- WORK ORDER
Return a copy of every line in the data below that contains "full".

- EXERCISE MATERIAL

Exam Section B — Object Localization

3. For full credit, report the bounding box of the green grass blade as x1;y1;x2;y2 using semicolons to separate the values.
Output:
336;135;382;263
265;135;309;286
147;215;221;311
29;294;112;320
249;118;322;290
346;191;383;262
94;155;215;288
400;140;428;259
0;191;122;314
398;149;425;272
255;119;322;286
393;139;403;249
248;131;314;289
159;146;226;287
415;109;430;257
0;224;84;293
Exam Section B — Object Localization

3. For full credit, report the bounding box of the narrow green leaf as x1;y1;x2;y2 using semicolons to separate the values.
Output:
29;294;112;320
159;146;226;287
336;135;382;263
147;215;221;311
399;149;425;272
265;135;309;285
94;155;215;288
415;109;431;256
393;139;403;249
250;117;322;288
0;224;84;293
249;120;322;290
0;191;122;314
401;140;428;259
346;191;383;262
--
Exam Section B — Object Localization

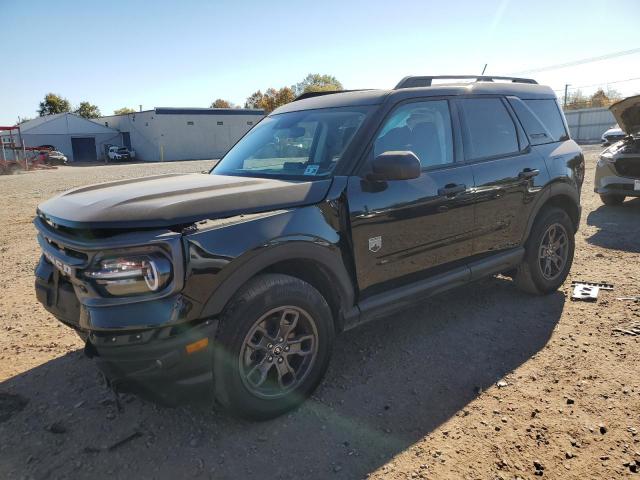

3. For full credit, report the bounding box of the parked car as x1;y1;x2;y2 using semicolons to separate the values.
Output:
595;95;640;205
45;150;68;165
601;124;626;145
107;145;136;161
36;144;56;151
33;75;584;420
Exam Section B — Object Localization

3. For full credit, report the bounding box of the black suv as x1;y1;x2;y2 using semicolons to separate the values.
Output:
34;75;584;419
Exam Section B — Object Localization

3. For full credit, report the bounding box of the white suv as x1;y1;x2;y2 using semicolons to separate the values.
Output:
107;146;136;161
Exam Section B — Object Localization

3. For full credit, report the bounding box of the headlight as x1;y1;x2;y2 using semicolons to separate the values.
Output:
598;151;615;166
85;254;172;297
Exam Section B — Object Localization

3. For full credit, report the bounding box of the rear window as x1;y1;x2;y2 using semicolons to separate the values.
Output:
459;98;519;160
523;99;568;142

- RESPONSE FOR THIS EXERCISE
3. For full credit, report the bounding box of the green grass blade as x1;y1;x2;y2 using semicolons to separate the values.
3. For full credit, report the bounding box of the narrow green leaf as x1;y1;x2;y2 using semicolons to separate the values.
3. For full credit, report the bounding box of the parked car as x1;y1;x2;y2 using semicolons to separate the values.
3. For full credit, report the bounding box of the black suv as x1;y1;x2;y2 using semicolons to separate the values.
3. For full credit, report the bounding box of the white suv as x1;y1;x2;y2 using semicolons to separate the values.
3. For full credit, report the bounding box of the headlight as x1;y1;x2;y2 using semicolons to separate the values.
3. For full credit, report the bounding box of the rear window as x1;y1;x2;y2 using semicolons to separate the values.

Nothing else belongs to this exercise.